**Work instruction:** Give back every record below in full and exactly, but without a single image.

**Source information:**
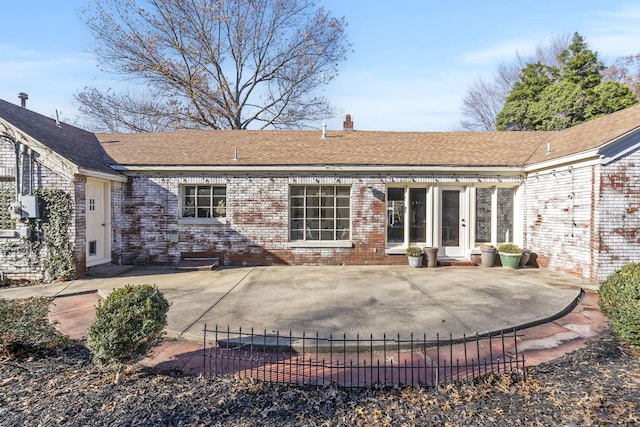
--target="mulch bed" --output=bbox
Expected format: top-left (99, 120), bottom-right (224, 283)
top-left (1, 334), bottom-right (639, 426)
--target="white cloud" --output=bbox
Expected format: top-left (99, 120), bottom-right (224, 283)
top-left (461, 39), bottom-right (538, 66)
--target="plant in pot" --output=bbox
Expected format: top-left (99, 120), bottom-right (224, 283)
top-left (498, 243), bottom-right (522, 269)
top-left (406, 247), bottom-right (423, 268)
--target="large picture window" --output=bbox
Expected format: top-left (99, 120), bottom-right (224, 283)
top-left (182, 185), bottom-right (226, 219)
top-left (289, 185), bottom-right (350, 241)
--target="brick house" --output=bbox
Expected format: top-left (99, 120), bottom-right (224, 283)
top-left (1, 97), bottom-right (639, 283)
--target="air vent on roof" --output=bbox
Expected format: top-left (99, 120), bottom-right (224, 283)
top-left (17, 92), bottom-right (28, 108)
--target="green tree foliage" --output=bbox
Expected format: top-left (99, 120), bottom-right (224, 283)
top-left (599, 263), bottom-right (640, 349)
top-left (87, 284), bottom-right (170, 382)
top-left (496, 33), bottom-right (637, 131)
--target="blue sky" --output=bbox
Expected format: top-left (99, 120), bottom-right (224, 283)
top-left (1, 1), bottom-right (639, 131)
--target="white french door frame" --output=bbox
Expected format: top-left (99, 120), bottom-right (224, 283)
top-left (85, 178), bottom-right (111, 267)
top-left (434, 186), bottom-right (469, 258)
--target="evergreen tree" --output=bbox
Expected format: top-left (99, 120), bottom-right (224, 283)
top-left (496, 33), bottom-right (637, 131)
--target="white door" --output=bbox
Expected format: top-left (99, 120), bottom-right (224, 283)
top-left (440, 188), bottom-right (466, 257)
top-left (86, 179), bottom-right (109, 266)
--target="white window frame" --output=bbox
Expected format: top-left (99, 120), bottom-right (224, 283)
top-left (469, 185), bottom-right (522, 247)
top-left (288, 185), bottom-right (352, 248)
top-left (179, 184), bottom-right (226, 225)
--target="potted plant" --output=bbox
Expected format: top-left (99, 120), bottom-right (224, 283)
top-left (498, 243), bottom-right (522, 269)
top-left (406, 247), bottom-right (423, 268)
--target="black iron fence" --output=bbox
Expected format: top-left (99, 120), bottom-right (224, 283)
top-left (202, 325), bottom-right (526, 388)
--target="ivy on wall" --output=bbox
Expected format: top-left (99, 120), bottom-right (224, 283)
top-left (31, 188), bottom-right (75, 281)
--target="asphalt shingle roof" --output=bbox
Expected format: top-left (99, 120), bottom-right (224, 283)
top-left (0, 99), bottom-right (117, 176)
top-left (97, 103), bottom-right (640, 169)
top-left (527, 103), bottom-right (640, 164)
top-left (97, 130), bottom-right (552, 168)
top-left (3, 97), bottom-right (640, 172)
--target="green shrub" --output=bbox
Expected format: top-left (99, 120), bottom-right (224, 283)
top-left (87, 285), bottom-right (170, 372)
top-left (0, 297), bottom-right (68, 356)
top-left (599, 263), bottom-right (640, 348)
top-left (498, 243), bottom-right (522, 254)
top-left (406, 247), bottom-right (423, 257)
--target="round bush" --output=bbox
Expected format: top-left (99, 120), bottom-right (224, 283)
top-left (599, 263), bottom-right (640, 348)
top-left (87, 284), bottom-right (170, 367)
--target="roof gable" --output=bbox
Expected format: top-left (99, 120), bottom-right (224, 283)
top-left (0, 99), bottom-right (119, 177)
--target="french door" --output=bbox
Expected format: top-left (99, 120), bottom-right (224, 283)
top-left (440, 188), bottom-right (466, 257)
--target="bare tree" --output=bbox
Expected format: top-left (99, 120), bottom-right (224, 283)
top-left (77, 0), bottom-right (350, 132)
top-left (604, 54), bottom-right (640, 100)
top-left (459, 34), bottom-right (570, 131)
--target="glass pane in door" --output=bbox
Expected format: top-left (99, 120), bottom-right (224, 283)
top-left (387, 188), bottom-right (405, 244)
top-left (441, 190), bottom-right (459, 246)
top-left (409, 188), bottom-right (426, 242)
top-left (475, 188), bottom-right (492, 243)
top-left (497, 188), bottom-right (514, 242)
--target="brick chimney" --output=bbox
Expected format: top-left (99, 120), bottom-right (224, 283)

**Completed task:**
--target="mulch bed" --output=bbox
Expected format: top-left (99, 120), bottom-right (224, 283)
top-left (1, 334), bottom-right (639, 426)
--target="white cloud" --output=bbox
Expected format: top-left (99, 120), bottom-right (224, 283)
top-left (461, 39), bottom-right (538, 66)
--target="plant in pot" --output=bbox
Expected format: top-left (99, 120), bottom-right (224, 283)
top-left (498, 243), bottom-right (522, 269)
top-left (406, 247), bottom-right (423, 268)
--target="large picture window" --output=bbox
Expected format: top-left (99, 120), bottom-right (224, 283)
top-left (182, 185), bottom-right (226, 219)
top-left (289, 185), bottom-right (350, 241)
--target="brick house" --output=bbox
Expected format: top-left (99, 120), bottom-right (224, 283)
top-left (1, 97), bottom-right (639, 283)
--target="air vent on roof" --output=bbox
Expected format: top-left (99, 120), bottom-right (224, 283)
top-left (17, 92), bottom-right (28, 108)
--target="green tree foliage" --output=bbox
Expected format: top-left (99, 120), bottom-right (224, 283)
top-left (599, 263), bottom-right (640, 349)
top-left (87, 284), bottom-right (170, 382)
top-left (496, 33), bottom-right (637, 131)
--target="blue sky" --output=bbox
Expected format: top-left (99, 120), bottom-right (224, 283)
top-left (1, 1), bottom-right (639, 131)
--target="white french door frame" --output=bbox
Expected format: top-left (99, 120), bottom-right (224, 283)
top-left (85, 178), bottom-right (111, 267)
top-left (434, 186), bottom-right (469, 258)
--target="evergreen tree" --output=bbox
Expected format: top-left (99, 120), bottom-right (224, 283)
top-left (496, 33), bottom-right (637, 131)
--target="white door" --output=bbox
Expected format: top-left (99, 120), bottom-right (224, 283)
top-left (440, 188), bottom-right (466, 257)
top-left (86, 179), bottom-right (109, 266)
--target="white window frame" --output=bbox
Expected format: top-left (99, 120), bottom-right (224, 283)
top-left (469, 185), bottom-right (522, 247)
top-left (288, 185), bottom-right (352, 248)
top-left (179, 184), bottom-right (226, 225)
--target="potted plant" --output=bbox
Expected format: top-left (99, 120), bottom-right (224, 283)
top-left (498, 243), bottom-right (522, 269)
top-left (406, 247), bottom-right (423, 268)
--target="black iron fence" --output=bbox
Expected format: top-left (99, 120), bottom-right (224, 283)
top-left (202, 325), bottom-right (526, 388)
--target="ivy on wall" --output=bbox
Expected format: top-left (99, 120), bottom-right (224, 283)
top-left (31, 188), bottom-right (75, 281)
--target="asphalt shingle roof" --output=bbox
Expected format: top-left (99, 120), bottom-right (224, 283)
top-left (0, 99), bottom-right (117, 176)
top-left (97, 103), bottom-right (640, 169)
top-left (527, 103), bottom-right (640, 164)
top-left (97, 130), bottom-right (552, 168)
top-left (3, 97), bottom-right (640, 172)
--target="green shrub" --output=bbox
Expected format: top-left (99, 120), bottom-right (224, 283)
top-left (87, 285), bottom-right (170, 372)
top-left (0, 297), bottom-right (68, 356)
top-left (599, 263), bottom-right (640, 348)
top-left (498, 243), bottom-right (522, 254)
top-left (406, 247), bottom-right (423, 257)
--target="round bush" --output=bbox
Expected format: top-left (99, 120), bottom-right (224, 283)
top-left (599, 263), bottom-right (640, 348)
top-left (87, 284), bottom-right (170, 367)
--target="roof gable" --output=bbox
Expected format: top-left (99, 120), bottom-right (224, 283)
top-left (0, 99), bottom-right (119, 177)
--target="french door" --output=bbox
Expected format: top-left (99, 120), bottom-right (224, 283)
top-left (440, 188), bottom-right (466, 257)
--target="bare tree" --output=bbox
Expected format: top-left (99, 120), bottom-right (224, 283)
top-left (77, 0), bottom-right (350, 132)
top-left (604, 54), bottom-right (640, 100)
top-left (459, 34), bottom-right (570, 131)
--target="glass pane in door" --output=bbox
Expected format: top-left (99, 120), bottom-right (224, 283)
top-left (387, 188), bottom-right (405, 244)
top-left (441, 190), bottom-right (459, 246)
top-left (409, 188), bottom-right (426, 242)
top-left (475, 188), bottom-right (492, 243)
top-left (497, 188), bottom-right (514, 242)
--target="brick chimney" --output=bbox
Expected format: top-left (99, 120), bottom-right (224, 283)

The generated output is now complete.